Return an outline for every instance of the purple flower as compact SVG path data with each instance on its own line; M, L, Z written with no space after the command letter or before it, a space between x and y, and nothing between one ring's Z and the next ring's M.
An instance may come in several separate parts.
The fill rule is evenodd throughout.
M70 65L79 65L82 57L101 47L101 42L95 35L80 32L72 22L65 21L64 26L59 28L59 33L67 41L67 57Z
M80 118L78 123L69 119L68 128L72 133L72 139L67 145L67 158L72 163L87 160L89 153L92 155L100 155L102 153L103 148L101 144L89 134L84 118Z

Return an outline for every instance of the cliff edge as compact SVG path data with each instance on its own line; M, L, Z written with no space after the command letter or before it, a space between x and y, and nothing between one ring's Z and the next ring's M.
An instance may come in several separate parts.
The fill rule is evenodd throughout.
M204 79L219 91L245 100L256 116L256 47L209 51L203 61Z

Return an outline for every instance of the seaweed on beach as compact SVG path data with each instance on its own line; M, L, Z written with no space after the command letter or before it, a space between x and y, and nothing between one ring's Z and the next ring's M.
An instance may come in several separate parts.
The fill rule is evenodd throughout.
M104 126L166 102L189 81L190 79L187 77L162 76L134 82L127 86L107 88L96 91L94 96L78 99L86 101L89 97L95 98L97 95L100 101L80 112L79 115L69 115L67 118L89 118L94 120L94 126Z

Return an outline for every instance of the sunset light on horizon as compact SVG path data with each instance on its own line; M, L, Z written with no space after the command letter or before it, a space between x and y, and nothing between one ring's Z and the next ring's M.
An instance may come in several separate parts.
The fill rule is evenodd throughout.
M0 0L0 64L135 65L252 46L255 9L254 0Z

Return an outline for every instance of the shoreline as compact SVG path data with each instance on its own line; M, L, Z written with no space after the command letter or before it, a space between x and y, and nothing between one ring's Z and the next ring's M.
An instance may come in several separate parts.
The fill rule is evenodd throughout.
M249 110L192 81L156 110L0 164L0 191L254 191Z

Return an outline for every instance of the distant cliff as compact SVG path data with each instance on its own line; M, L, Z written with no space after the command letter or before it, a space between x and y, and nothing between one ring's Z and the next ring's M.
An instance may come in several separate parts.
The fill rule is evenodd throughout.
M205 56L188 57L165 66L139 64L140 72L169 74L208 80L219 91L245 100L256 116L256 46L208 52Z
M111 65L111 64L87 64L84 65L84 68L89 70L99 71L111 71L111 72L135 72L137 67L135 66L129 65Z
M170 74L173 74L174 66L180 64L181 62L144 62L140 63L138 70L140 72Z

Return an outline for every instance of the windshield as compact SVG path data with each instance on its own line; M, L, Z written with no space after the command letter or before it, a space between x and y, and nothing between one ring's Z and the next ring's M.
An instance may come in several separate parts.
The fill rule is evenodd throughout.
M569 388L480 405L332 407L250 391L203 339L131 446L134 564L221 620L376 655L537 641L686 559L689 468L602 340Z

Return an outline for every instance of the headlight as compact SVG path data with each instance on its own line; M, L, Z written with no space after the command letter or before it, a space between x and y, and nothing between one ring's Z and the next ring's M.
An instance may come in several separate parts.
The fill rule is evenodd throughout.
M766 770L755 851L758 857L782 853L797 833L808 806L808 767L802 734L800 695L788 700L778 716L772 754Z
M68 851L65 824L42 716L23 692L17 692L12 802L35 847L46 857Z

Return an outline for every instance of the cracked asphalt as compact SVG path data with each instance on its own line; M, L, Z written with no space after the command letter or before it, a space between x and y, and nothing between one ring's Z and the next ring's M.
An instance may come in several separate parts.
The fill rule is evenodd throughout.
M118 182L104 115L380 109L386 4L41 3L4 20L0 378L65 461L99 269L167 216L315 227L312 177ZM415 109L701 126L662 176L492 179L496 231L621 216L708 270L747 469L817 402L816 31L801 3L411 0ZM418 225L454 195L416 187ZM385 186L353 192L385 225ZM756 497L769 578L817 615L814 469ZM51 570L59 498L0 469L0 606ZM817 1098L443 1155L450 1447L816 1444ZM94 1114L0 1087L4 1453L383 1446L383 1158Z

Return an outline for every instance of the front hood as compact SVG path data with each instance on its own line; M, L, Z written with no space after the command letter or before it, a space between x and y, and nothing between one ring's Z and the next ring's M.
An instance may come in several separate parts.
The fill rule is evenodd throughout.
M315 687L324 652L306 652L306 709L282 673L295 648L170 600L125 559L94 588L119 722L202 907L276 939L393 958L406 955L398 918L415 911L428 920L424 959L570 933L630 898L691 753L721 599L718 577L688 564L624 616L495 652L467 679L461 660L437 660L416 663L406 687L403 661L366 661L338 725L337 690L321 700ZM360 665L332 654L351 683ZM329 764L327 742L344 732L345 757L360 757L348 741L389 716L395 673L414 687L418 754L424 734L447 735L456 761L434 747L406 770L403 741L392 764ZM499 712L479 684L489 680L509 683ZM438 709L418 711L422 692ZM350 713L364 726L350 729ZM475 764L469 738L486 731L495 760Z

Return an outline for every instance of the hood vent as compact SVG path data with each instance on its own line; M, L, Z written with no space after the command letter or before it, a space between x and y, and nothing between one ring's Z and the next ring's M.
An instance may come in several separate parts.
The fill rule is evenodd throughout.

## Task to complete
Copy out the material above word for word, from the line with "Return an outline for every instance of the cracked" up to and including the line with "M118 182L104 115L380".

## Finished answer
Return an outline for every instance of the cracked asphalt as compact SVG path data with each instance on its own line; M, L, Z written with no space after the command letter or before it, a space between x and y, and nothing between one ring's Z and the next ring's M.
An instance may come in several separate parts.
The fill rule is evenodd throughout.
M118 182L104 115L380 109L386 4L41 3L4 20L0 378L65 461L99 269L167 216L315 227L312 177ZM415 109L701 126L662 176L492 179L496 231L621 216L708 270L747 469L817 402L816 31L801 3L411 0ZM418 225L454 195L416 187ZM385 186L353 192L385 225ZM756 497L769 578L817 615L814 469ZM51 570L59 498L0 469L0 606ZM817 1098L443 1155L450 1447L816 1444ZM94 1114L0 1087L4 1453L383 1446L383 1158Z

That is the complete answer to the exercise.